Exercício proposto a:
Conte quantas das linhas que vêm depois do texto contêm a palavra "trim" e responda somente com o número.

Texto fornecido:
━━━━━━━━━━━━━━━━

‘Era regra do jogo’ na Petrobras pagar propina a Duque, diz executivo

‘Era regra do jogo’ na Petrobras pagar propina a Duque, diz executivo

Em depoimento à Justiça, Julio Camargo afirmou que valor era barganhado com ex-diretor da Petrobras; já Mendonça Neto contou que Duque consolidou cartel

O primeiro dia de depoimentos de delatores da Operação Lava-Jato à Justiça de Curitiba foi marcado por acusações ao ex-diretor de Serviços e Engenharia da Petrobras, Renato Duque, que está solto desde dezembro do ano passado. Julio Camargo, consultor ligado à Toyo Setal e à Camargo Corrêa, e Augusto Ribeiro Mendonça Neto, proprietário da Setal, confirmaram à Justiça — em depoimentos colhidos na segunda-feira mas divulgados nesta terça-feira — que Duque não apenas exigiu propina para assinar contratos entre as empreiteiras e a Petrobras, como a prática era “regra do jogo”. Duque negociava o valor das propinas e usava empresas de fachada para receber os pagamentos. Os depoimentos também mostraram que o cartel de empreiteiras para desviar recursos da Petrobras só se tornou efetivo quando o grupo, inicialmente formado por nove empresas, obteve acordo com Duque e Paulo Roberto Costa, da diretoria de Abastecimento.

━━━━━━━━━━━━━━━━

Extrato dos dados:
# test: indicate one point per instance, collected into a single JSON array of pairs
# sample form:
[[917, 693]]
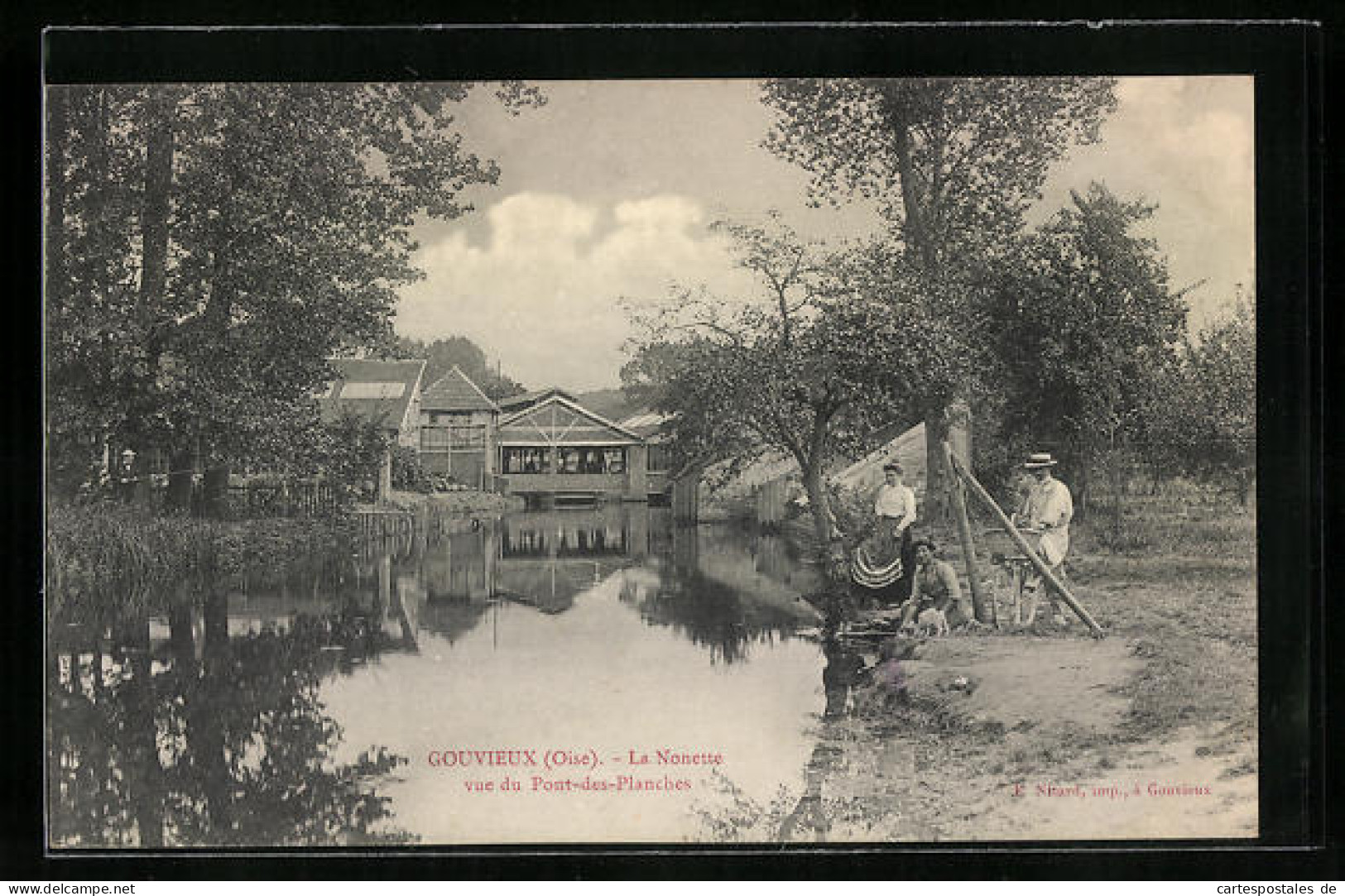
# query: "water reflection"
[[297, 707]]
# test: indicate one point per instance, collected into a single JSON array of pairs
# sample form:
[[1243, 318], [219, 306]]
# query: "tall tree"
[[953, 163], [260, 230]]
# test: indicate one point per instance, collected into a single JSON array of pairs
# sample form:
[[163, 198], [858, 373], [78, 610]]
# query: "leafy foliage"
[[790, 370], [210, 247]]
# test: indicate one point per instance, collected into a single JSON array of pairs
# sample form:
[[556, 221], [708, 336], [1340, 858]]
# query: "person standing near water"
[[895, 506], [1045, 513]]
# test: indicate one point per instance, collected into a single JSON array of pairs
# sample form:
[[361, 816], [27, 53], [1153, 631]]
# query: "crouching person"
[[934, 587]]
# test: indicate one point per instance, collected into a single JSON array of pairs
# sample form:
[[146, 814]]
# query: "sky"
[[607, 193]]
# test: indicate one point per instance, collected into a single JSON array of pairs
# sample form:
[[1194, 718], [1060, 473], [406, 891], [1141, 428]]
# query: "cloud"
[[542, 292]]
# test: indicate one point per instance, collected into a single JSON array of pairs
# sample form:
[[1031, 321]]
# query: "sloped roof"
[[645, 423], [455, 391], [529, 399], [905, 446], [560, 421], [380, 391]]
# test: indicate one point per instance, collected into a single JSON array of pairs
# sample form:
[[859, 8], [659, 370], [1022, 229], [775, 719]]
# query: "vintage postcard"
[[650, 462]]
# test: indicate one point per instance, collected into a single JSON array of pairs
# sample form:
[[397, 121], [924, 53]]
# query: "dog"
[[932, 622]]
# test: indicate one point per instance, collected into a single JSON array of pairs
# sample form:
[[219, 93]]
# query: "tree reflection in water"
[[223, 745]]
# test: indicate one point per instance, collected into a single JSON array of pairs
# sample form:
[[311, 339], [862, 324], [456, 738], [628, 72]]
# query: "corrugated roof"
[[455, 391], [391, 410]]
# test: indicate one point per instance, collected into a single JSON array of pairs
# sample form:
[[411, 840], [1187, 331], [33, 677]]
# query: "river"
[[570, 676]]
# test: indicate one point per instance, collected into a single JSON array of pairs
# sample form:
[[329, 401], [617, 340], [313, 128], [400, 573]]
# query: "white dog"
[[932, 622]]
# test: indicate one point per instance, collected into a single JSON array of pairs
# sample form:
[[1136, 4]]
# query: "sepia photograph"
[[685, 460]]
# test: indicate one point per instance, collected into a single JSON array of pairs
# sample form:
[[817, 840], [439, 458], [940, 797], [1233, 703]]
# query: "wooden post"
[[968, 548], [1026, 549]]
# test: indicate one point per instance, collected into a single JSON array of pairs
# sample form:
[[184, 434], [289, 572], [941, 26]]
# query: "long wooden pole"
[[1026, 549], [968, 548]]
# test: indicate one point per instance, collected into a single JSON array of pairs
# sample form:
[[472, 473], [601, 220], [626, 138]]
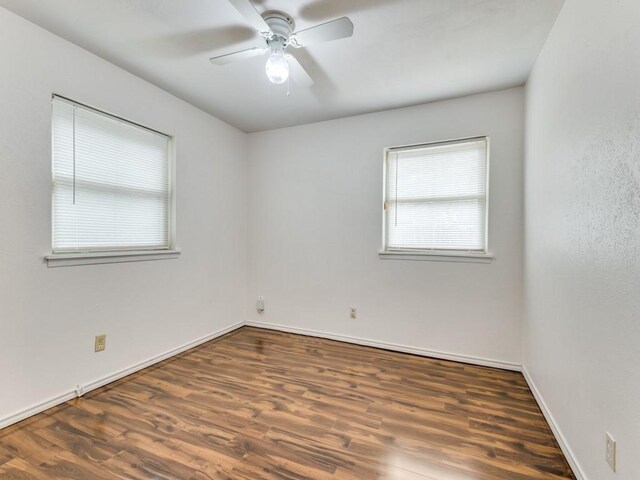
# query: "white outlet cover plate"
[[611, 452]]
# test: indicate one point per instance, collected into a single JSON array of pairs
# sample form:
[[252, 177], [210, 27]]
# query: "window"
[[436, 197], [111, 183]]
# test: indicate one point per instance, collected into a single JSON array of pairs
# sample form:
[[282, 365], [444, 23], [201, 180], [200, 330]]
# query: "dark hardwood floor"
[[257, 404]]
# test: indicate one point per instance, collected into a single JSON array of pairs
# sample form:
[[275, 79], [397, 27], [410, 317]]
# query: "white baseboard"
[[456, 357], [65, 397], [555, 428]]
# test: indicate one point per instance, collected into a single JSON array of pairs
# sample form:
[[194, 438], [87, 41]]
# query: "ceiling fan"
[[277, 30]]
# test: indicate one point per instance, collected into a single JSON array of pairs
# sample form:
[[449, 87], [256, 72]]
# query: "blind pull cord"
[[396, 204], [74, 155]]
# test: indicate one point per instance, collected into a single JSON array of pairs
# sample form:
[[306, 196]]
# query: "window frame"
[[69, 257], [437, 254]]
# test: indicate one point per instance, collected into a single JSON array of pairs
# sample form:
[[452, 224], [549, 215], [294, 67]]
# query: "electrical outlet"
[[611, 452], [260, 304], [101, 343]]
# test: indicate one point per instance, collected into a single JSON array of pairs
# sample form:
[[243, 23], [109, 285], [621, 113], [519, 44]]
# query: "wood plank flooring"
[[258, 404]]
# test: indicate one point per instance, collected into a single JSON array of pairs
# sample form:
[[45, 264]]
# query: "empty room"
[[320, 239]]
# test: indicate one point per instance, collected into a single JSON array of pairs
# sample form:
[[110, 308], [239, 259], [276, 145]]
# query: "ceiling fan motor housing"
[[280, 24]]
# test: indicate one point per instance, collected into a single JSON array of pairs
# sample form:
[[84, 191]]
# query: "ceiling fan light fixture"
[[277, 67]]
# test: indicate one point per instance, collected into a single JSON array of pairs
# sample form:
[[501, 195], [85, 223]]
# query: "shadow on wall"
[[327, 9]]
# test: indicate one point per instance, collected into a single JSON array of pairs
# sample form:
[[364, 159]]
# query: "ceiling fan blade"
[[249, 12], [333, 30], [298, 73], [241, 55]]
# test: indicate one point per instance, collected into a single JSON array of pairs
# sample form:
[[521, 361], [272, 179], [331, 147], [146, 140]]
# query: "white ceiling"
[[403, 52]]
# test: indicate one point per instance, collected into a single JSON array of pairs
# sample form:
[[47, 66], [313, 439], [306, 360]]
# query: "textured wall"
[[316, 228], [49, 316], [582, 271]]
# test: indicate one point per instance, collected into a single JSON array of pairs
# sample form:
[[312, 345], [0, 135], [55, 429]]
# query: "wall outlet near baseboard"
[[101, 343], [611, 452]]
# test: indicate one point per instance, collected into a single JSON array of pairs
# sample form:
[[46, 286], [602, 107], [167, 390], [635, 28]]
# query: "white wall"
[[315, 232], [49, 316], [582, 324]]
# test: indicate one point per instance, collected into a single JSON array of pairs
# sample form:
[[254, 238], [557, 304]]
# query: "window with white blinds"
[[111, 182], [436, 197]]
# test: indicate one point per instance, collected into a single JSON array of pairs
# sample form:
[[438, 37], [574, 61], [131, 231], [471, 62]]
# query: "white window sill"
[[435, 256], [95, 258]]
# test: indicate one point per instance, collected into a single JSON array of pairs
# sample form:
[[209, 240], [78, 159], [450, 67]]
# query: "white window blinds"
[[436, 197], [111, 187]]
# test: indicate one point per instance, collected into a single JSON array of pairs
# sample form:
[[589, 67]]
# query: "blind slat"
[[436, 197], [111, 187]]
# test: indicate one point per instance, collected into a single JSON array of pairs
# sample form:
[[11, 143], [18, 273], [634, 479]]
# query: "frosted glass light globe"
[[277, 68]]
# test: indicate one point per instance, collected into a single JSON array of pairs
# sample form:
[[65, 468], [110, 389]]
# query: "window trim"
[[69, 257], [476, 256]]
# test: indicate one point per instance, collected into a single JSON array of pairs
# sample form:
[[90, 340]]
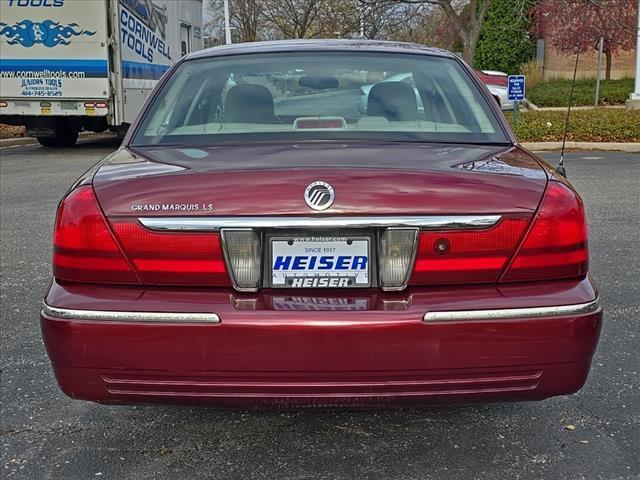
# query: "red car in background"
[[257, 241]]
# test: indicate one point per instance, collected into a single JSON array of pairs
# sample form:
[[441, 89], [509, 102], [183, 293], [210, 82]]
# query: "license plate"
[[320, 262]]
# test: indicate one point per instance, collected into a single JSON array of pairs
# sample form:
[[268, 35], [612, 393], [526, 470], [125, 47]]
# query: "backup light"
[[243, 254], [397, 253]]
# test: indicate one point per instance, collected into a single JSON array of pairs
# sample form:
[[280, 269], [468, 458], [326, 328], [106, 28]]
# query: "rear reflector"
[[556, 245], [244, 258], [173, 258], [467, 256], [397, 248], [84, 249]]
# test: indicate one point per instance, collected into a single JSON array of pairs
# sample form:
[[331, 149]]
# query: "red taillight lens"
[[183, 258], [556, 245], [467, 256], [84, 249]]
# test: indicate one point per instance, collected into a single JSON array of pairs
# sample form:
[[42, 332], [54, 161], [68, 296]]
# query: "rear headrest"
[[249, 104], [395, 101]]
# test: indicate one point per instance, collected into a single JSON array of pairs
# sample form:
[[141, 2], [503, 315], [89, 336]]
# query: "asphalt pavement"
[[46, 435]]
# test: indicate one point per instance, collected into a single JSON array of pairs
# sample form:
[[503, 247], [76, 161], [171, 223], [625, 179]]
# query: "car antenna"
[[560, 168]]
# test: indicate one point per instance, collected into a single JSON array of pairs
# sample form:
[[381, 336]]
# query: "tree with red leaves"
[[572, 25]]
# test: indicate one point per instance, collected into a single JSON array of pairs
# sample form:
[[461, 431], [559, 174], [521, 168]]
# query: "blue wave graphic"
[[47, 33]]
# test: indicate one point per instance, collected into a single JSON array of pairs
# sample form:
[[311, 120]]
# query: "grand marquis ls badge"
[[319, 195]]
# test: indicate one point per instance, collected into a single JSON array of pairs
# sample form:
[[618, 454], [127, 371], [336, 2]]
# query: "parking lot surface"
[[594, 434]]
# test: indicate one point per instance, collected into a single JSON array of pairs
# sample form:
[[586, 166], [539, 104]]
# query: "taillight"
[[556, 244], [467, 256], [397, 247], [173, 258], [84, 249], [243, 253]]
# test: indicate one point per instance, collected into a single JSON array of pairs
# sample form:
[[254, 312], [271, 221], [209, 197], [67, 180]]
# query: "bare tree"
[[245, 18], [466, 17], [294, 18]]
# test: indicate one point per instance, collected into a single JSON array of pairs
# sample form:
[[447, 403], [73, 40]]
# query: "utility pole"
[[634, 99], [599, 75], [227, 27]]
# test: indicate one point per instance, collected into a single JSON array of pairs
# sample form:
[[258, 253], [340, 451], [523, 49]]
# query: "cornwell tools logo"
[[47, 33], [319, 195], [152, 15]]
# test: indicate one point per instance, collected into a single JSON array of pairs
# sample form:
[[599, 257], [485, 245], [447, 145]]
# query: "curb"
[[598, 146], [14, 142], [11, 142], [581, 107]]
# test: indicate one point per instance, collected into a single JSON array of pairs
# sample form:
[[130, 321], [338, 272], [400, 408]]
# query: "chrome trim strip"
[[512, 313], [116, 316], [206, 224]]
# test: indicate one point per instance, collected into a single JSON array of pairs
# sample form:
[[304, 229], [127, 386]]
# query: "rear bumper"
[[115, 345]]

━━━━━━━━━━━━━━━━

Exercício proposto b:
Por favor, dê continuidade à reportagem sobre os depoimentos contra Renato Duque, começando logo após a última frase apresentada.

Resposta da tarefa a:
2

Resposta da tarefa b:
Na semana passada, o procurador-geral da República, Rodrigo Janot, emitiu parecer favorável à prisão preventiva de Duque, ao analisar o mérito do habeas corpus concedido a ele no Supremo Tribunal Federal, em dezembro. Duque foi preso em novembro de 2014 por determinação da 13.ª Vara Federal de Curitiba, base da Operação Lava Jato, a pedido do Ministério Público Federal do Paraná e solto depois por decisão do ministro do Supremo Teori Zavascki. O Ministério Público Federal avalia que já dispõe de elementos suficientes para afirmar que a Diretoria de Serviços da Petrobrás, na gestão de Duque, captou cerca de R$ 650 milhões em propinas sobre contratos fechados de 2004 a 2012 com as empreiteiras do cartel.

Julio Camargo participou, pela Camargo Correa, de um consórcio que realizou obras na Refinaria Presidente Getulio Vargas (Repar), no Paraná. Ele contou à Justiça que Renato Duque solicitou “vantagem indevida” nos contratos da empreiteira com a Petrobras. O valor dos contratos era de R$ 2,4 bilhões. Indagado se “houve alguma solicitação de vantagem indevida por parte de algum diretor da Petrobras para obtenção do contrato deste consórcio?”, Julio Camargo responde que “sim” e cita especificamente Renato Duque e Pedro Barusco, braço-direito de Duque. Camargo contou que o pagamento de propinas de empresas à Petrobras era “regra do jogo”.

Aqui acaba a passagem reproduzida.